PASSAGE PROVIDED:
──────────────────────────────

# Braden Family Donation Fund



## Josepe (Jan 10, 2011)

Ideas on how it will be handled and who will be in charge of the collection can be posted here.
Walt (conditionfreak)has a couple of nominations for handling it and I'll agree with that myself.Also Ssyybfamloft has agreed to be backup collector if Walt doesn't want to do it. Walt??


----------



## conditionfreak (Jan 11, 2008)

Just found this thread. 

I can do it with no problem. 

So, if y'all want me to handle this. I will start it out with a donation of $25.00. Donations can be sent to me via PayPal at

[email protected]

or

Walter Thomas 
7335 E. New Market road 
Hillsboro, Ohio 45133. 

If donating via PayPal, there is a PayPal provision that money can be sent without fees deducted by PayPal, by using their "Personal" method. It is simple to do, but is not mandatory. I can easily pay the PayPal fees that may occur if the normal method is used. They are minor.

Again, if all here want me to do this. I have absolutely no problem if someone else wants to handle it. I will donate either way.

Before anyone sends me any monies (donations), let's let this play out a bit and see if my handling of this is what the majority wants.

So, hold off on anything being sent to me, until October 25th, please. We will have a cutoff date of November 15th if that is okay with everyone. I will then send a money order to the recipient of the donations. All monies (every penny) donated will be sent to the Bradens. I will handle any fees or money order charges. I will keep a log of who donated how much. If anyone wants that info afterwards (someone might want to police the police (me)),  I will provide it to them via a private message. I will not post individual donation amounts on this site. People can post their own donation amounts if they so choose.

──────────────────────────────

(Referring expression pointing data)
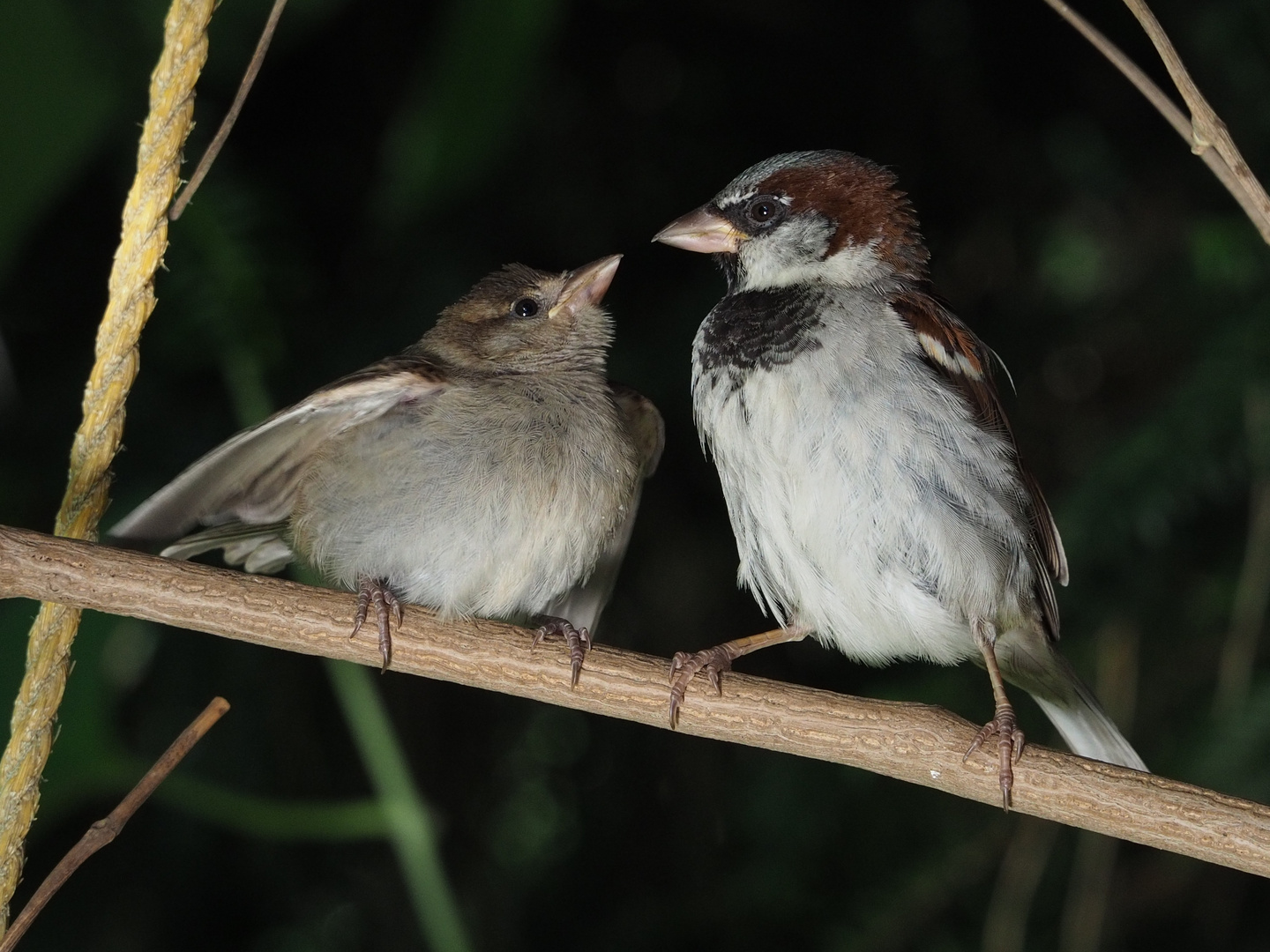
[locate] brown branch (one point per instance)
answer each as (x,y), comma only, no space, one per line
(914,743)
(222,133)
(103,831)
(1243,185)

──────────────────────────────

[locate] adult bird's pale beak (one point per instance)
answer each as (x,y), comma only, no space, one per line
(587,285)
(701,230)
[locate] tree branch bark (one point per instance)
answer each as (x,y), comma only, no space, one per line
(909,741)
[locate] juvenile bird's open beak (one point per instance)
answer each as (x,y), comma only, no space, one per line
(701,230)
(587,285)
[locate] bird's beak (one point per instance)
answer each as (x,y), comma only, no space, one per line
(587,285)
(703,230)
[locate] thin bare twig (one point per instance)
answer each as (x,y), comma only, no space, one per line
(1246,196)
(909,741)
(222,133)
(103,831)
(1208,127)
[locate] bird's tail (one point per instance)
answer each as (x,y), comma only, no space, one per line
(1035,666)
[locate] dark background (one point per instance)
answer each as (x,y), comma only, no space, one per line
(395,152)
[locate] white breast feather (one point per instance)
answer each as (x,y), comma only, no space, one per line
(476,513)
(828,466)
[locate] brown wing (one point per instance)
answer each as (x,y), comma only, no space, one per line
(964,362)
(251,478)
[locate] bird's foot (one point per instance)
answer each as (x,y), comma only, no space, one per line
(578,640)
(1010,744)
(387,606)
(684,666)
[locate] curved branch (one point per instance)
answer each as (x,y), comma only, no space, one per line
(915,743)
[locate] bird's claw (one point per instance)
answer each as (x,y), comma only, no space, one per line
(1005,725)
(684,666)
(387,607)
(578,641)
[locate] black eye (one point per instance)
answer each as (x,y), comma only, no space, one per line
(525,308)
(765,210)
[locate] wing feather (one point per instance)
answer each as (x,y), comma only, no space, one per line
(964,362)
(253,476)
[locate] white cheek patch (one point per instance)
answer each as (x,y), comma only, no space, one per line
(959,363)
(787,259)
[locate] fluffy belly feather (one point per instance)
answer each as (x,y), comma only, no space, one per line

──────────────────────────────

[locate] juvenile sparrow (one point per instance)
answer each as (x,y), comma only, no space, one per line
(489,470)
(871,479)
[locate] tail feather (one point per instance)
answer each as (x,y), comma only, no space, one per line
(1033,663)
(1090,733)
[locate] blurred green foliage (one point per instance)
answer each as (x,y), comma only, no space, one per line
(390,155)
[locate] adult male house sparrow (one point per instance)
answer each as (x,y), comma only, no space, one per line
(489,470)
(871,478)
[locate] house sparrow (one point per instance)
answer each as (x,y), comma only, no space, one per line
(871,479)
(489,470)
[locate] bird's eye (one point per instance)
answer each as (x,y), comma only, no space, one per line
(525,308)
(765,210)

──────────────────────────────

Please write out everything in the donation fund thread from "Ideas on how" down to "with no problem.", switching "backup collector" to "second collector". Work from the donation fund thread alone.

Ideas on how it will be handled and who will be in charge of the collection can be posted here.
Walt (conditionfreak)has a couple of nominations for handling it and I'll agree with that myself.Also Ssyybfamloft has agreed to be second collector if Walt doesn't want to do it. Walt??


----------



## conditionfreak (Jan 11, 2008)

Just found this thread. 

I can do it with no problem.